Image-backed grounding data
# # #
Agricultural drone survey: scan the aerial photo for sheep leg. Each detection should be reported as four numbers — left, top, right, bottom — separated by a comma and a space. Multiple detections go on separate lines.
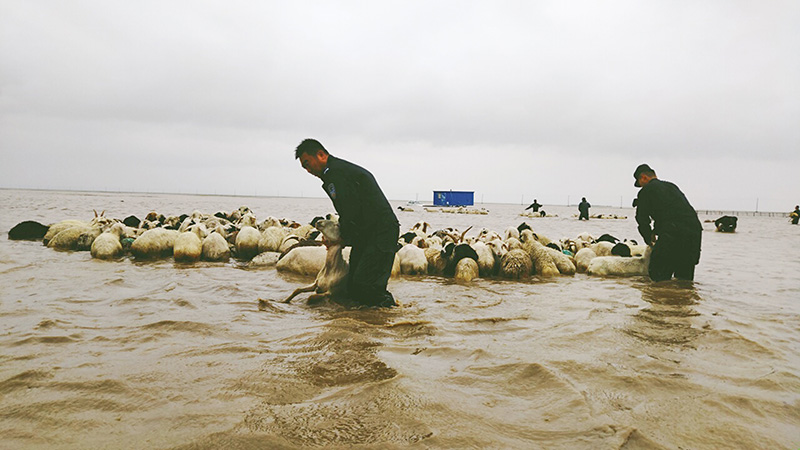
306, 291, 330, 304
284, 281, 317, 303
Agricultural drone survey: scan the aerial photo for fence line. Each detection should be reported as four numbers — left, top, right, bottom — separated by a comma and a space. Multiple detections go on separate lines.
696, 210, 790, 218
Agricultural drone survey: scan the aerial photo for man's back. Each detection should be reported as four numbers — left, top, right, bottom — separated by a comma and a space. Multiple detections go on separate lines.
321, 155, 398, 246
636, 179, 701, 240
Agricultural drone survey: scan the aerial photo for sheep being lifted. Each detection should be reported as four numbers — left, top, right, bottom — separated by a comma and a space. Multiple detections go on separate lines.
282, 218, 348, 303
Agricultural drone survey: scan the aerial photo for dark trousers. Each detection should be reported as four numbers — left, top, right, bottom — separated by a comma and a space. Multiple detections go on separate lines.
579, 212, 589, 220
649, 232, 701, 282
347, 226, 399, 307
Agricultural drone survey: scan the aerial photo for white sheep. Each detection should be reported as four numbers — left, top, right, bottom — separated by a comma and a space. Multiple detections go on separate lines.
235, 225, 261, 260
391, 253, 402, 278
477, 228, 502, 243
590, 241, 615, 256
259, 216, 282, 230
47, 224, 92, 250
424, 246, 447, 276
542, 246, 576, 275
91, 222, 126, 259
506, 237, 523, 251
202, 227, 231, 261
276, 246, 327, 276
131, 228, 179, 259
470, 240, 495, 277
504, 226, 520, 241
454, 257, 480, 282
520, 238, 559, 277
174, 224, 206, 262
258, 226, 286, 253
283, 219, 349, 303
501, 248, 534, 279
249, 251, 280, 267
43, 220, 87, 245
587, 246, 651, 277
397, 243, 428, 275
575, 247, 597, 273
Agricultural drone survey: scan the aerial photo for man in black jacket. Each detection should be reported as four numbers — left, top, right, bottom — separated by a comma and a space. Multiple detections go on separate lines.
525, 199, 542, 213
295, 139, 399, 307
578, 197, 591, 220
634, 164, 702, 281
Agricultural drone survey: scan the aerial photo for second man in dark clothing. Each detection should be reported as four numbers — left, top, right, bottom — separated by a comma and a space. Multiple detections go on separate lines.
525, 199, 542, 213
578, 197, 591, 220
295, 139, 400, 307
634, 163, 702, 282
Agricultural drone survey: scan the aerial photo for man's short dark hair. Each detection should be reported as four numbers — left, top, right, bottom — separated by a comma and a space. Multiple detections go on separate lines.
295, 138, 328, 159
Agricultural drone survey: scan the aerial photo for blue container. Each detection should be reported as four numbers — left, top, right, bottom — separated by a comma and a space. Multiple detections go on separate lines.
433, 190, 474, 206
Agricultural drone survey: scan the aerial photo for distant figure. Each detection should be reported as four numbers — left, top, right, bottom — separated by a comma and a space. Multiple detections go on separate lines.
525, 199, 542, 213
714, 215, 738, 232
791, 205, 800, 225
539, 210, 546, 217
633, 163, 702, 281
578, 197, 591, 220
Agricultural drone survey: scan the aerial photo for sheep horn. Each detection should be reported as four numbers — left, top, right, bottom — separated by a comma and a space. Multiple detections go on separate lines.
93, 209, 98, 218
459, 226, 473, 242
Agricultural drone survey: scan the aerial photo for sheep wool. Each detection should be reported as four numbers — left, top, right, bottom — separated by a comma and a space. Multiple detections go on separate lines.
174, 230, 203, 262
454, 257, 480, 282
258, 226, 286, 253
397, 244, 428, 275
43, 220, 88, 245
500, 248, 533, 279
91, 223, 126, 259
235, 226, 261, 260
586, 247, 651, 277
575, 247, 598, 273
522, 239, 559, 277
47, 225, 92, 250
202, 231, 231, 261
131, 228, 179, 259
276, 246, 327, 276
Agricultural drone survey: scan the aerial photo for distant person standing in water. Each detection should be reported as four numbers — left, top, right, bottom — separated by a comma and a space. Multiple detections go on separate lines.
525, 199, 542, 213
295, 138, 399, 307
633, 163, 702, 282
578, 197, 591, 220
791, 205, 800, 225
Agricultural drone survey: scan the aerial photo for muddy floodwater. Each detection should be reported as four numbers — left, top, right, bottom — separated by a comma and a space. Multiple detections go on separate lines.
1, 189, 798, 449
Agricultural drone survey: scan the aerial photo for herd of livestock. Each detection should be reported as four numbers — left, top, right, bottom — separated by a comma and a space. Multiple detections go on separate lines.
7, 206, 655, 281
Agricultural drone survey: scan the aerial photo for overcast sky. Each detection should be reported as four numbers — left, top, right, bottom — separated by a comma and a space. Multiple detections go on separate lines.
1, 1, 798, 211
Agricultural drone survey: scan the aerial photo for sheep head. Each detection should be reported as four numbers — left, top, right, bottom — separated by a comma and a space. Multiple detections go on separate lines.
314, 219, 342, 244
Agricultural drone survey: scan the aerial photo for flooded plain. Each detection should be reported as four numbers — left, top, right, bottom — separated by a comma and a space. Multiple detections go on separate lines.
1, 189, 798, 449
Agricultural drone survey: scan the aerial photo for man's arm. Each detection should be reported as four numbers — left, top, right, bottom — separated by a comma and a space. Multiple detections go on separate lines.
635, 192, 653, 245
328, 174, 361, 246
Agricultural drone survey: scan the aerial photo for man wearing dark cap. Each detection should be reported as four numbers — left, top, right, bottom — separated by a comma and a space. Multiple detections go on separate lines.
633, 164, 702, 281
295, 138, 400, 307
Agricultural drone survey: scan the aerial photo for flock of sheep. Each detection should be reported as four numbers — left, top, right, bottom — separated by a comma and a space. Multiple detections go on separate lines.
7, 206, 651, 281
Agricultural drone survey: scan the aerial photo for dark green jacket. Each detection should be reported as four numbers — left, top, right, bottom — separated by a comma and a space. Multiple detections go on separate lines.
321, 155, 399, 249
636, 178, 702, 243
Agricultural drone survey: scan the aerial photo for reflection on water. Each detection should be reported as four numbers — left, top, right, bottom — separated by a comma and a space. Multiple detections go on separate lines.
626, 281, 704, 346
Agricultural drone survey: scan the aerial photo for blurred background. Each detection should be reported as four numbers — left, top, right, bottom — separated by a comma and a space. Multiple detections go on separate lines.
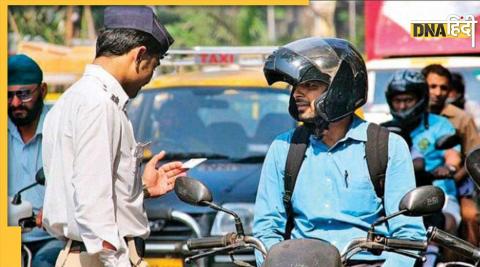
8, 3, 364, 51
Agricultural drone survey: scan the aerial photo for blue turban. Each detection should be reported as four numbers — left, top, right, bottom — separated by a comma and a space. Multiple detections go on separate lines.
8, 54, 43, 86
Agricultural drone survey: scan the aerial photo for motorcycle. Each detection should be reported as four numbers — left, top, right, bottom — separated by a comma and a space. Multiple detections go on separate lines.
171, 139, 480, 267
173, 176, 449, 266
8, 168, 45, 267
# # #
> WORK TO BE COMPLETED
Please write the data out again exactly, but do not carry over the pictures.

> RESPONSE BOX
Agricultural drone survey: scan the aerial photo for sheep leg. Each detection should be reported as four numbers — left, top, right, bottom — separated by a comma and a space. Multiple detections go on separate lines.
306, 291, 330, 304
284, 281, 317, 303
Agricultural drone survey: scan the aerial photo for fence line. Each detection should be reported as four numbers — left, top, right, bottom — separated by a comma and a space. Multiple detections go on separate lines.
696, 210, 790, 218
Agricultural drone survey: scan the aerial photo for man's back. Each detection should be reported as four numbers — left, top, right, bottom — separated by a comma and a space. Multiple detections go on separate lines.
321, 155, 398, 246
636, 179, 701, 240
Agricultural drone survey: scan the aerial photo for sheep being lifted. Each detection should be reported as four numbers — left, top, right, bottom — separated by a comma and a space. Multiple detections go on separate lines.
282, 218, 348, 303
Agricultural drone survey: scan the aerial photo for dark trousers. Each detection should be reported as four numbers — left, top, right, bottom — separated by a comma and a space. Multiple detections go on separate lines.
579, 212, 589, 220
649, 232, 701, 282
347, 226, 399, 307
Agricultural drone survey: scan the aerial photo for white sheep. Each detection should be reported as four numbers — left, top, right, bottom — separated by a comma and a space. Multiple detections go on separate lines.
235, 225, 261, 260
391, 253, 402, 278
477, 228, 502, 243
590, 241, 615, 256
259, 216, 282, 230
47, 224, 92, 250
424, 246, 447, 276
542, 246, 576, 275
91, 222, 126, 259
506, 237, 523, 251
202, 227, 231, 261
276, 246, 327, 276
131, 228, 179, 259
470, 240, 495, 277
504, 226, 520, 241
454, 257, 480, 282
520, 238, 559, 277
174, 224, 206, 262
258, 226, 286, 253
283, 219, 349, 303
501, 248, 534, 279
249, 251, 280, 267
43, 220, 87, 245
587, 246, 651, 277
397, 243, 428, 275
575, 247, 597, 273
Agricultural drone survey: scan the aerial photo for man in black jacket. Each detection should be reported as four numbers — left, top, right, bottom — separated by a comma and a space. Multiple detections go on separate lines.
525, 199, 542, 213
295, 139, 399, 307
578, 197, 591, 220
634, 164, 702, 281
Agricultural drone survey: scan the aerial photo for second man in dark clothing. Each detection should be reported as four numbers — left, top, right, bottom — separated by a comma and a space. Multiple detections go on separate lines.
525, 199, 542, 213
578, 197, 591, 220
295, 139, 400, 307
634, 163, 702, 282
Agricultural drone survey: scan the aerial photo for man's short dark hair. Each detection should be reported as four numbers — left, top, right, bottom — separated by a comma and a space. Multiple detections go on separate lines.
295, 138, 328, 159
Agricultural drone survey: scan the aerial photo for blue container. Each detection should be reported as four numbers — left, top, right, bottom — separated by a comma and a space. Multiple detections go on separate lines.
433, 190, 474, 206
Agricultural drone survey: scan the aerial photo for distant figure. Each detection should be reported as four numbers — left, top, right, bottom — separated by a comma and a space. Multiple detections go on separate lines.
525, 199, 542, 213
714, 215, 738, 232
791, 205, 800, 225
539, 210, 546, 217
633, 163, 702, 281
578, 197, 591, 220
Agricultural drone survey: scan the aerial photo for sheep horn. Each detection should be reported as four numbers — left, top, right, bottom — separated by a comma and a space. Multiple detections go on separate lines.
93, 209, 98, 218
459, 226, 473, 242
Agricultural drone survey: scan the aerial photo for sheep wool. Each detection should be reported as four numbers — left, top, right, bottom — separated by a comma and a space. Multiple detections go on separate lines.
174, 230, 203, 262
454, 257, 480, 282
258, 226, 286, 253
397, 244, 428, 275
43, 220, 88, 245
500, 248, 533, 279
91, 223, 126, 259
235, 226, 261, 260
586, 247, 651, 277
575, 247, 598, 273
522, 239, 559, 277
47, 225, 92, 250
202, 231, 231, 261
131, 228, 179, 259
276, 246, 327, 276
Agricultural drone survey: scan the aerial photo for distant person standing in water. Each detection should be reported as four numbers — left, top, right, bottom — separated by a comma and a space. Multiple detections go on separate lines.
525, 199, 542, 213
295, 138, 399, 307
633, 163, 702, 282
578, 197, 591, 220
791, 205, 800, 225
Agricultural drone survey: scan the aerial photo for muddy floodwater. Each detection should be reported as four numbers — left, top, right, bottom — separated by a comma and a space. Multiple detections go on separate lines.
1, 189, 798, 449
Agricultural drone survey: scan the aerial photo for herd of livestock. Each detection should be reported as four numbers — left, top, right, bottom — separated by a comma and a space. Multiple detections go on separate lines.
7, 206, 655, 281
Agricultural drone survey: scan the aerial photo for overcast sky. Each detection should be reported as four numbers — left, top, right, bottom — separated by a comma and a space. Multiple detections go on separate lines.
1, 1, 798, 211
Agricultural drone survey: scan the aerial photo for sheep head. Each detection should be reported as four numbers — left, top, right, bottom — separated by a comma and a space. Multiple detections go on separate lines.
314, 219, 342, 244
Agricultural drone survey: scan the aerial photo for flooded plain. Each detection should be reported as four numbers — left, top, right, bottom — separated by a comma and a space. Multiple detections go on separate lines.
1, 189, 798, 449
Agricultural drone survey: scan the aerial photo for man's arm. Each detection should be reported as four numbers — left, top, right, bottom — separated by a comma and a space. Multiple detections go on separate lines.
635, 192, 653, 245
328, 174, 361, 246
Agricultural drone survey: scan the aerial photo for man wearing dark cap. Each detection should be reported as four numbers — left, top, right, bottom — separated by a comma and a space. Multiple detections go on separate lines.
633, 164, 702, 281
295, 138, 400, 307
Agricultural drone survey: scan the aerial photo for flock of sheep. Each detection should be reported as four numbers — left, top, right, bottom — separated by a comma and a space. Multiple detections go on separate lines.
7, 206, 651, 281
Agricultural drone survey: scan the aerial photo for dark green jacket. Each detection should be reported as four numbers — left, top, right, bottom — separated by a comma and a space. Multiple detections go on separate lines.
321, 155, 399, 249
636, 178, 702, 243
Agricultural drone survey: scan the aerial photo for reflection on water. Each detection should be reported as four numbers — left, top, right, bottom — separated by a comma and a space. Multiple detections go on separate lines.
626, 281, 704, 346
Agricultural drone survey: scan the aerial photo for blurred background. Each detection should be reported as four numbers — left, top, right, bottom — separated by a comma and a space. Multiple detections go on separate lines.
8, 3, 364, 51
Agricultural drone survey: scan the aerial photo for blue turban. Each detection should be reported as four numbers — left, top, right, bottom — separated by a comma and a space. Multiple detections go on separate lines.
8, 54, 43, 86
Agricultural drone survey: scan the aerial photo for motorcycle. Each detection should be reported as four numbers — left, top, right, bottom — separated by a comma and a space. Multiple detections go on separate lines.
171, 139, 480, 267
173, 176, 449, 266
8, 168, 45, 267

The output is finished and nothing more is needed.